------ Entries supplied
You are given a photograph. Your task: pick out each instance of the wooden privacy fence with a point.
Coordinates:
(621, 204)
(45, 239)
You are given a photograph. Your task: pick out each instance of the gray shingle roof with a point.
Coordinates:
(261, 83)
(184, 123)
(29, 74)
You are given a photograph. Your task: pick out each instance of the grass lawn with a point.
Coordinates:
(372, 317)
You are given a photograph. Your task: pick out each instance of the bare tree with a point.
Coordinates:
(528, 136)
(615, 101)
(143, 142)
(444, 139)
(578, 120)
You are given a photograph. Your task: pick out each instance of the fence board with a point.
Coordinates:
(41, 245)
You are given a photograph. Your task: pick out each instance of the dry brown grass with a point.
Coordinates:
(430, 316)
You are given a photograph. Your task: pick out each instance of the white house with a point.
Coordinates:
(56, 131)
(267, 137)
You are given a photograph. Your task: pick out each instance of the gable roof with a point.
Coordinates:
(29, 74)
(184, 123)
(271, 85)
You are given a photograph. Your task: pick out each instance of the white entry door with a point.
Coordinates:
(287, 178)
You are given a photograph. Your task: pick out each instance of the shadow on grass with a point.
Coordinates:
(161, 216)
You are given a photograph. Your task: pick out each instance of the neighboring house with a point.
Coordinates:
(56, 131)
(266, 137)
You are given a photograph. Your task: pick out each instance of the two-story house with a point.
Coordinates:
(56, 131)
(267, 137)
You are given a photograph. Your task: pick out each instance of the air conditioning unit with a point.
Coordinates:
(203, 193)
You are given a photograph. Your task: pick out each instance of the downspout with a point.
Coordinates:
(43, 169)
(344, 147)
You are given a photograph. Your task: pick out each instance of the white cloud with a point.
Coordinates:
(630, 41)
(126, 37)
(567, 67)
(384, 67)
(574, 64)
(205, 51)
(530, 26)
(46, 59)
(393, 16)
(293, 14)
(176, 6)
------------
Your goal
Give every entry again in full, precisely as written above.

Worked solution
You are given a photograph. Your task: pick out each instance of the wooden privacy fence with a point.
Coordinates:
(621, 204)
(45, 239)
You are given a photograph. Your task: pick out each instance of the gray shingle roof with a point.
Coordinates:
(261, 83)
(184, 123)
(29, 74)
You are given a photograph. Your task: pick out each instance of the grass lawn with a point.
Coordinates:
(372, 317)
You are given a photograph. Your task: pick out each instance of the bare tree with a point.
Coordinates:
(528, 136)
(615, 101)
(143, 142)
(444, 139)
(578, 120)
You are given a photograph. Your task: pick out each instance of the fence board with a point.
Coordinates:
(41, 245)
You are given a photograph. Your task: pick out each instance of the dry brown grass with a point.
Coordinates:
(430, 316)
You are given a photograph. Your task: pick out each instance of the white house with a point.
Coordinates:
(56, 131)
(267, 137)
You are given a photograph. Your task: pick out each instance of the gable roof with a point.
Coordinates:
(29, 74)
(184, 123)
(271, 85)
You are given a photograph. Your task: pick out each instance of the white entry door with a point.
Coordinates:
(287, 178)
You are given a photograph. Your task: pick out each instance of the shadow on grass with a point.
Coordinates:
(161, 216)
You are given a photograph. Your task: pick out each instance of the neighboring house with a point.
Coordinates:
(56, 131)
(266, 137)
You are given a photograph. Your task: pick out each instance of the two-story house with a point.
Coordinates:
(56, 131)
(267, 137)
You are given a photograph. Your task: pick out each instance of the air conditioning unit with a point.
Coordinates:
(203, 193)
You are given a photograph. Your task: pick out each instance of the downspout with a point.
Coordinates:
(43, 169)
(344, 147)
You are given a photograph. Your task: pick out each instance of the white cloud with a point.
Coordinates:
(630, 41)
(126, 37)
(567, 67)
(384, 67)
(574, 64)
(205, 51)
(530, 26)
(46, 59)
(393, 16)
(293, 14)
(176, 6)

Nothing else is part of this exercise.